▶ **Instructions to follow**:
Your task is to copy every line of the entries that contains "hexagon".

▶ **Given information**:
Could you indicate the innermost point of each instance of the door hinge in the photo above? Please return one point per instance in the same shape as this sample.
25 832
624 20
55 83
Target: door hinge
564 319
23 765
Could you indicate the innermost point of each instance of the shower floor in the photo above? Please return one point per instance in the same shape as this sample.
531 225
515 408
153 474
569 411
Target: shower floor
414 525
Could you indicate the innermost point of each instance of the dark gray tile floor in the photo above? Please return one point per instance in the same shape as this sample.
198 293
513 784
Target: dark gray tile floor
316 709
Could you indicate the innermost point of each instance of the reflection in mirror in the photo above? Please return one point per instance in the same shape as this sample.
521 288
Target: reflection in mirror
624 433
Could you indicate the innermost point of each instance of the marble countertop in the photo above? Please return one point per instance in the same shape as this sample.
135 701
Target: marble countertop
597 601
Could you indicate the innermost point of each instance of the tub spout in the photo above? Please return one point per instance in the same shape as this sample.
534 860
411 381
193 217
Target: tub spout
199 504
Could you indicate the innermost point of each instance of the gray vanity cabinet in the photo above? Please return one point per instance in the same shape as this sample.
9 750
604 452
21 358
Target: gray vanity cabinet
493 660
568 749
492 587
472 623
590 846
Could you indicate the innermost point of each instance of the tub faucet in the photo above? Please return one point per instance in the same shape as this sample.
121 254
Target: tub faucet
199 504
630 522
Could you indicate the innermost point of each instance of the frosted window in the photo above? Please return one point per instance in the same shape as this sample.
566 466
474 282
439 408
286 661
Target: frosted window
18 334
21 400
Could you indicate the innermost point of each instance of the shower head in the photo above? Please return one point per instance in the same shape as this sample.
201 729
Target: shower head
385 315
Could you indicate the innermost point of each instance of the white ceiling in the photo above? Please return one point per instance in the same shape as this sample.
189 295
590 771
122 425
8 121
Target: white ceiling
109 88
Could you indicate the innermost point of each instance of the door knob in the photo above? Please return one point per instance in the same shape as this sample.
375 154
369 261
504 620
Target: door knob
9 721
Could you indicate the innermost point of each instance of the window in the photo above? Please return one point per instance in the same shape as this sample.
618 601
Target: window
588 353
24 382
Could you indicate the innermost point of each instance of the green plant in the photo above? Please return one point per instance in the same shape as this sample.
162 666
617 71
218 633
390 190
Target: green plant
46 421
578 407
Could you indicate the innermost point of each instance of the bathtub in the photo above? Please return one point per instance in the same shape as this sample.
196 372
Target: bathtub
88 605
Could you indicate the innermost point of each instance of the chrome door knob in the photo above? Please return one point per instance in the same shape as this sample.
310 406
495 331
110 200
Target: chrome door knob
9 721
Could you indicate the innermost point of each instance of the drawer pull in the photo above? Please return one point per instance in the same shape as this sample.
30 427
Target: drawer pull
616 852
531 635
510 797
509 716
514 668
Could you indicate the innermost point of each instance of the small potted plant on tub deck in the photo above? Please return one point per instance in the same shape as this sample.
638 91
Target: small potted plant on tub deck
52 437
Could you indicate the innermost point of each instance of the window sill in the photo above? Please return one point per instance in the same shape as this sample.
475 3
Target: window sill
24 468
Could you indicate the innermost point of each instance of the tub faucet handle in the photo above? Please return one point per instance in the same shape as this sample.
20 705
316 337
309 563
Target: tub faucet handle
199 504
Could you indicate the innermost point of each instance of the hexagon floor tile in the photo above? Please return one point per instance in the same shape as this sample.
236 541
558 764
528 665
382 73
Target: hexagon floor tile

▶ **Written answer**:
Could you indicate the innermost point of each instance of the hexagon floor tile in the photo above? Please return one point per instance in the same shape as this sample.
Target: hexagon floor tile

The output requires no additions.